::: Exercise materials
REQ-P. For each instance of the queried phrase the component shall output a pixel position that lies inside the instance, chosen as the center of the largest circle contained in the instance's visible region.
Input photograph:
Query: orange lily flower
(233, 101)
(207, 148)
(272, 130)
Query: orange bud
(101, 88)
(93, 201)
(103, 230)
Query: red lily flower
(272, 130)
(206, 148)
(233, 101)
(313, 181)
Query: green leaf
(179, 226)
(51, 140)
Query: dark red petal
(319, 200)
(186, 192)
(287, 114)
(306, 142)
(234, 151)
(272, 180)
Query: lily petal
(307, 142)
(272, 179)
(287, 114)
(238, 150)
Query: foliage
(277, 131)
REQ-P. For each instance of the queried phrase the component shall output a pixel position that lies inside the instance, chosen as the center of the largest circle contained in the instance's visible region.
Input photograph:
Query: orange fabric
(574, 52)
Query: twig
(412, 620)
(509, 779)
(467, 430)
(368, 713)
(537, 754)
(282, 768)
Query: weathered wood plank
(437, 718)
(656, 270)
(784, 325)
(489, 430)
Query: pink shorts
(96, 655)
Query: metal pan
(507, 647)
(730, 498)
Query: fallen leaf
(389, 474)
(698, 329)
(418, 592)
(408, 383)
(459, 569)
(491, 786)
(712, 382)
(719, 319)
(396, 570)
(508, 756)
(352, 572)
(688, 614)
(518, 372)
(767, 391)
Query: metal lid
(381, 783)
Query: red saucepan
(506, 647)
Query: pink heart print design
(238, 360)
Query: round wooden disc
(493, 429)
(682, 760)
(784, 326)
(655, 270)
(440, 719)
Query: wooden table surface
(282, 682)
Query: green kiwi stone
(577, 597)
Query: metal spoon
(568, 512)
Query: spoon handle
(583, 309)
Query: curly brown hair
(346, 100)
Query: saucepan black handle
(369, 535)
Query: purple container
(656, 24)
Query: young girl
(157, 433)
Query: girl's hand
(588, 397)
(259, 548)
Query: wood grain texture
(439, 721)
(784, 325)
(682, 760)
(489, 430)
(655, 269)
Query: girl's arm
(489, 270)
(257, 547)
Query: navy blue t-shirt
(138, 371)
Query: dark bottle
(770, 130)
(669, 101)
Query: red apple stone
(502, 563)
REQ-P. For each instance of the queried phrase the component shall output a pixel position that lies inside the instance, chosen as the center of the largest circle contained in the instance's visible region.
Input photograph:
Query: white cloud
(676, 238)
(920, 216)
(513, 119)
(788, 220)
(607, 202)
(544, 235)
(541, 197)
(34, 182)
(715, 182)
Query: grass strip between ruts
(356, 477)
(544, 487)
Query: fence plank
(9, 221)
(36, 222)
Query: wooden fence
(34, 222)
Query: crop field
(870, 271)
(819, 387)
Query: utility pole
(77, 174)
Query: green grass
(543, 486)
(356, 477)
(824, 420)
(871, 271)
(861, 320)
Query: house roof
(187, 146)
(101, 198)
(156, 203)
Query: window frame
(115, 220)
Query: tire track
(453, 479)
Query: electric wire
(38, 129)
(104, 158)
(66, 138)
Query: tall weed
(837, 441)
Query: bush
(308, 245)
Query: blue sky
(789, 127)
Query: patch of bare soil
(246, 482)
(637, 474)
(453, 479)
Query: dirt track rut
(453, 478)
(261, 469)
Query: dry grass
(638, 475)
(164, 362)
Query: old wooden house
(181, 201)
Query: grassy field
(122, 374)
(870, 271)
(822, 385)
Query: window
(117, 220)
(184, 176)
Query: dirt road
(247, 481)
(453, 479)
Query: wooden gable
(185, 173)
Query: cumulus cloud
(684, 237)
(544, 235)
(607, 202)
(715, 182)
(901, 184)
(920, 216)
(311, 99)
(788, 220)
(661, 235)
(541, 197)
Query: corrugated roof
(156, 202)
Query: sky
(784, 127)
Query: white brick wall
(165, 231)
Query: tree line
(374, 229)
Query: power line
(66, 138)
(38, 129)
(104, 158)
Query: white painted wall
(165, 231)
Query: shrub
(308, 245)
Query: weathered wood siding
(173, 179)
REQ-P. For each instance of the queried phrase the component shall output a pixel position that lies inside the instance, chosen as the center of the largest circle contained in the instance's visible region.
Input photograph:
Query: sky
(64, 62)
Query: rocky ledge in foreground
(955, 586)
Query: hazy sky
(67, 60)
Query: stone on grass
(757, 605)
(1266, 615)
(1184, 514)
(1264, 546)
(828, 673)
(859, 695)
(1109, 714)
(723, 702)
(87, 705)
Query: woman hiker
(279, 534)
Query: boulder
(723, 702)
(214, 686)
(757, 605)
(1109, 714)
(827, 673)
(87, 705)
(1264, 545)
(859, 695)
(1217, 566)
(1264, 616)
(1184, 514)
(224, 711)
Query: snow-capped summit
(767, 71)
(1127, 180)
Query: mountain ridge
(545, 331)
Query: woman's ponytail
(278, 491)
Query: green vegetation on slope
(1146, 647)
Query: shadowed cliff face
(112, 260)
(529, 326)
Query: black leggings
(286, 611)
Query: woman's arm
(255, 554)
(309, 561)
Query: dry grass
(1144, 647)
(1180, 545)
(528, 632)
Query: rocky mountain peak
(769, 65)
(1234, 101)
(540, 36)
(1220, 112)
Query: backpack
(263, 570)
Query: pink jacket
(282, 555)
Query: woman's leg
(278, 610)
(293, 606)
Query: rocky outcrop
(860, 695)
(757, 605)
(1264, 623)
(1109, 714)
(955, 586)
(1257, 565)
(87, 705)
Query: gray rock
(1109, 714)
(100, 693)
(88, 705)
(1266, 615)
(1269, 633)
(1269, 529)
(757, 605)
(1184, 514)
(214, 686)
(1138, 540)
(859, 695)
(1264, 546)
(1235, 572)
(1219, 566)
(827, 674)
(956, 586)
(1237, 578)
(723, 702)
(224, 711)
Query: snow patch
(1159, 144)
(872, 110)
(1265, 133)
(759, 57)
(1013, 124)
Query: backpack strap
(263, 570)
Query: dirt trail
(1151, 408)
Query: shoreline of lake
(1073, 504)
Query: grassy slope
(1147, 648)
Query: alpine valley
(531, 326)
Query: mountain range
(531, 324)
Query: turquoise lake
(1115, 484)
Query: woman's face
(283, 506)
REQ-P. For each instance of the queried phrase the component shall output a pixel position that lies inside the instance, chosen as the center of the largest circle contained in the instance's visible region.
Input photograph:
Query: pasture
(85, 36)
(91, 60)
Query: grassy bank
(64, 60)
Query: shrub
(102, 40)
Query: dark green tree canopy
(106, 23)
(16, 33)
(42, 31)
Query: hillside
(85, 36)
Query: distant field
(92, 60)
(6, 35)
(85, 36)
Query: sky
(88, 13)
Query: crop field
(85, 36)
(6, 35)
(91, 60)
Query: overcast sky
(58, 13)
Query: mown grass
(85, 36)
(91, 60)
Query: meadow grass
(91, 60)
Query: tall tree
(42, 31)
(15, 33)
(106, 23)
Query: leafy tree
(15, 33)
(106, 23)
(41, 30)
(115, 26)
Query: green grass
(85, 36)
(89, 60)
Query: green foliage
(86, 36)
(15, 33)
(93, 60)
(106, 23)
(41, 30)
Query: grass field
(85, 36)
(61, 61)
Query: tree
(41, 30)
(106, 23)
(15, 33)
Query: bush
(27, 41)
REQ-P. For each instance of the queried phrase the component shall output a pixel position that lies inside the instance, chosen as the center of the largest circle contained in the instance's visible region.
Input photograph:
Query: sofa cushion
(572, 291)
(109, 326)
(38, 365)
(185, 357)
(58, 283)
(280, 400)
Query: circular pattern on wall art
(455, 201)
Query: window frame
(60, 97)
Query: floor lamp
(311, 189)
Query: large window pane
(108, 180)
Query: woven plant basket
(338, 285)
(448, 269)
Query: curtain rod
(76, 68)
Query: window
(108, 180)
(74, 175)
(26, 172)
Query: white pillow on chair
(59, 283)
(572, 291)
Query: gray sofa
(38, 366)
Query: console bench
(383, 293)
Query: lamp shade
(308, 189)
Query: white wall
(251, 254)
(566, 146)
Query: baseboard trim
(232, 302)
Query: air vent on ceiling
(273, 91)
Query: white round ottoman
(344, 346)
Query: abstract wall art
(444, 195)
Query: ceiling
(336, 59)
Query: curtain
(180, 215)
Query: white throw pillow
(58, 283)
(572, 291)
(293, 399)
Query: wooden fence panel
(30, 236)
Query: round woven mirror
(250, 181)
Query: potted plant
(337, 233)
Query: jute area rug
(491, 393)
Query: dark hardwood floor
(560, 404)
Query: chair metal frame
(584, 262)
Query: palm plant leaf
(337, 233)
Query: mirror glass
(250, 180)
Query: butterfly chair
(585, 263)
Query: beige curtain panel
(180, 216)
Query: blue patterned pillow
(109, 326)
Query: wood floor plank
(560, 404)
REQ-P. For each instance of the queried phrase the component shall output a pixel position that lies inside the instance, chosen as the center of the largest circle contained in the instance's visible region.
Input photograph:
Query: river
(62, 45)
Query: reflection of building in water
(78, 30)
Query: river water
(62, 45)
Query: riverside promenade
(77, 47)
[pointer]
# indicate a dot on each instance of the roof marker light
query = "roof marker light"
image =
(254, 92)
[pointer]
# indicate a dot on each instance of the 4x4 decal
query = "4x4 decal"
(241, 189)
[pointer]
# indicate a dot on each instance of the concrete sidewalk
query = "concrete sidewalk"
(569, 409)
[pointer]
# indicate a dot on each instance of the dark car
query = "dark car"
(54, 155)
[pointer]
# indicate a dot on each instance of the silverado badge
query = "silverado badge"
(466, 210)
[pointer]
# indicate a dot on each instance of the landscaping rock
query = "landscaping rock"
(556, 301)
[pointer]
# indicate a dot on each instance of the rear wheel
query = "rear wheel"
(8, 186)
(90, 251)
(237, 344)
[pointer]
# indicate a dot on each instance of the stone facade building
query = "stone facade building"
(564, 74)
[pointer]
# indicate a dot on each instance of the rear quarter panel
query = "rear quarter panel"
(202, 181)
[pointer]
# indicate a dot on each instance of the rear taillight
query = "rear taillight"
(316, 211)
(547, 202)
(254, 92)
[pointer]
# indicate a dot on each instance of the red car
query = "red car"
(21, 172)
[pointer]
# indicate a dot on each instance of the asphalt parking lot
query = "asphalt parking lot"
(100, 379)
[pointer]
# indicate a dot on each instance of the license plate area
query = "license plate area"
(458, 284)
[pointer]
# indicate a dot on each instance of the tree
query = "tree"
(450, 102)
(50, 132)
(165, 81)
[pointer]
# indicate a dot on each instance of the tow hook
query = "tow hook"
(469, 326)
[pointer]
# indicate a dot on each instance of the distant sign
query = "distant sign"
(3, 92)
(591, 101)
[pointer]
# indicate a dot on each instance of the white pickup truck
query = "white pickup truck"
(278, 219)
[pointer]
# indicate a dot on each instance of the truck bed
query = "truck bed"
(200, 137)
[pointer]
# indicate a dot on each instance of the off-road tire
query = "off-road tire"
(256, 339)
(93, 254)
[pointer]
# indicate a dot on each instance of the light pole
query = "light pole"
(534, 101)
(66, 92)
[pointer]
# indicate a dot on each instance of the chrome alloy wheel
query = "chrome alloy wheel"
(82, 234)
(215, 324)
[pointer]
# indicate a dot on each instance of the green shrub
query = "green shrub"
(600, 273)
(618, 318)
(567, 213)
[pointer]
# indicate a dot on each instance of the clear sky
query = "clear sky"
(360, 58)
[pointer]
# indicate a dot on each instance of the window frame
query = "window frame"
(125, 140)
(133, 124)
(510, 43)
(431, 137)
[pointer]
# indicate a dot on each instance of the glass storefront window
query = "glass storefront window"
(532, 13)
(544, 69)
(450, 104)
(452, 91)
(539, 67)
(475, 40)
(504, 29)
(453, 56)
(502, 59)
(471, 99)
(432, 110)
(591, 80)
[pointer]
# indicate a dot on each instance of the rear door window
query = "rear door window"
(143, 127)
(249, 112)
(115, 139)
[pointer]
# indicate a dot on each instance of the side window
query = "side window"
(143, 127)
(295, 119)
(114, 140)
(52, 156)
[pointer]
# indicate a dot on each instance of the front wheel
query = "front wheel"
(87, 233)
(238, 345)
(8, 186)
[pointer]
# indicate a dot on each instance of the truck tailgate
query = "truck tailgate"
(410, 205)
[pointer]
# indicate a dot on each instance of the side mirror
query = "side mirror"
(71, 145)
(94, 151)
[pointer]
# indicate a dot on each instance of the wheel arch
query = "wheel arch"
::::::
**Task to carry out:** Please count how many lines of the records include "marker", giving the number and nothing else.

**Written solution:** 2